▶ [Instructions for the task]:
Arrange the lines below as a Markdown table with two columns, Row and Line. Give each line a row number, leave out blank lines, and include only the span from the line with "Identify the bathtub" up to and including the last line.
--- Begin ---
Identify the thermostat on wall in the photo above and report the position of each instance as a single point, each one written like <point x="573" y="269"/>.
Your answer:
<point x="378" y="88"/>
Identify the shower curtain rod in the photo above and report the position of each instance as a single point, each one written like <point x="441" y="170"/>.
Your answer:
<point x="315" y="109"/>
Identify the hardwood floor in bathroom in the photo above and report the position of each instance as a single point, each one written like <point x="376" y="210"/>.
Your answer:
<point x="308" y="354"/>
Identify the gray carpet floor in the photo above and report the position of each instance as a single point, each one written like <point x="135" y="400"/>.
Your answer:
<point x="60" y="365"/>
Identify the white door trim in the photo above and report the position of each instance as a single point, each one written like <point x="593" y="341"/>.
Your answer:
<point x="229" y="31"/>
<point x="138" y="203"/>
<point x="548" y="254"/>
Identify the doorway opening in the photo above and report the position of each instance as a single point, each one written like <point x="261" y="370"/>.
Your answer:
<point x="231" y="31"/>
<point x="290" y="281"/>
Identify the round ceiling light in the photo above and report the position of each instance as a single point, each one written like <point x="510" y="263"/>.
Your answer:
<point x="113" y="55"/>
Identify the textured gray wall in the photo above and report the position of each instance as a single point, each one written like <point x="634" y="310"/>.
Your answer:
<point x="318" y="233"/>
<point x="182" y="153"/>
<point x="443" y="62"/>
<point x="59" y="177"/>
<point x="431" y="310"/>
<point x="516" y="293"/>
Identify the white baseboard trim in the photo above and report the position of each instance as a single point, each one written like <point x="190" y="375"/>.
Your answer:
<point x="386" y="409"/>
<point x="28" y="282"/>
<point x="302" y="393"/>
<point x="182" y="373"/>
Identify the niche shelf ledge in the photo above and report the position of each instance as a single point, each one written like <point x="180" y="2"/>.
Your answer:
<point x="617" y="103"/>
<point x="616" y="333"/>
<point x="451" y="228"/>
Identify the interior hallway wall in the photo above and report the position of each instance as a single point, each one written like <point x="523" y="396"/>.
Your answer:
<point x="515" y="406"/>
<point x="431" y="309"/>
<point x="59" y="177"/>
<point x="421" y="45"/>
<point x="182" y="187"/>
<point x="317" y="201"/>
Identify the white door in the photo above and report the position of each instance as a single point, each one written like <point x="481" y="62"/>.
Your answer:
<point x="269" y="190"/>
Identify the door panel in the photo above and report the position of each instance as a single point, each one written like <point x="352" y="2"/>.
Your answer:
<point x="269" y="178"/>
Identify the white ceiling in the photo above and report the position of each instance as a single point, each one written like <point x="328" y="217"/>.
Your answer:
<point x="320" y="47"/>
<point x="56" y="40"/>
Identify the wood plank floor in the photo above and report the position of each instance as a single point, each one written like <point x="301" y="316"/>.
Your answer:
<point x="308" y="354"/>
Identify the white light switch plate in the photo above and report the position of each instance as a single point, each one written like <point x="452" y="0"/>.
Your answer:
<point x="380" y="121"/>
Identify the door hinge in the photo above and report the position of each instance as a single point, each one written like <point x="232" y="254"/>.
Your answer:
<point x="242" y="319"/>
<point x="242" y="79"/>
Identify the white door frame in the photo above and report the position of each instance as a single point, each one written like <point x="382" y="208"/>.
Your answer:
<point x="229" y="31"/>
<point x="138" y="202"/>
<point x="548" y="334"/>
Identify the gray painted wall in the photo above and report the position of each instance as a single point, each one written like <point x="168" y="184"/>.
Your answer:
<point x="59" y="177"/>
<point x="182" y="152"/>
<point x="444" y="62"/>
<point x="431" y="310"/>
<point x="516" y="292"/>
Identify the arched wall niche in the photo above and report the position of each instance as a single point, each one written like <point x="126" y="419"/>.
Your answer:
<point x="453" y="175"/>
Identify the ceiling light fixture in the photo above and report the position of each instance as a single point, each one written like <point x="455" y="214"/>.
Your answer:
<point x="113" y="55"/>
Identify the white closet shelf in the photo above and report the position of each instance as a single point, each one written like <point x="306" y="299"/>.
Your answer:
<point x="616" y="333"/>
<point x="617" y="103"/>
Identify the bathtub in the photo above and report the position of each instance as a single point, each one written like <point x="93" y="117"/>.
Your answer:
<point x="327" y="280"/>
--- End ---
▶ [Response]:
| Row | Line |
|---|---|
| 1 | Identify the bathtub in the photo above and report the position of each instance as a single point, each one written like <point x="93" y="117"/>. |
| 2 | Your answer: |
| 3 | <point x="327" y="280"/> |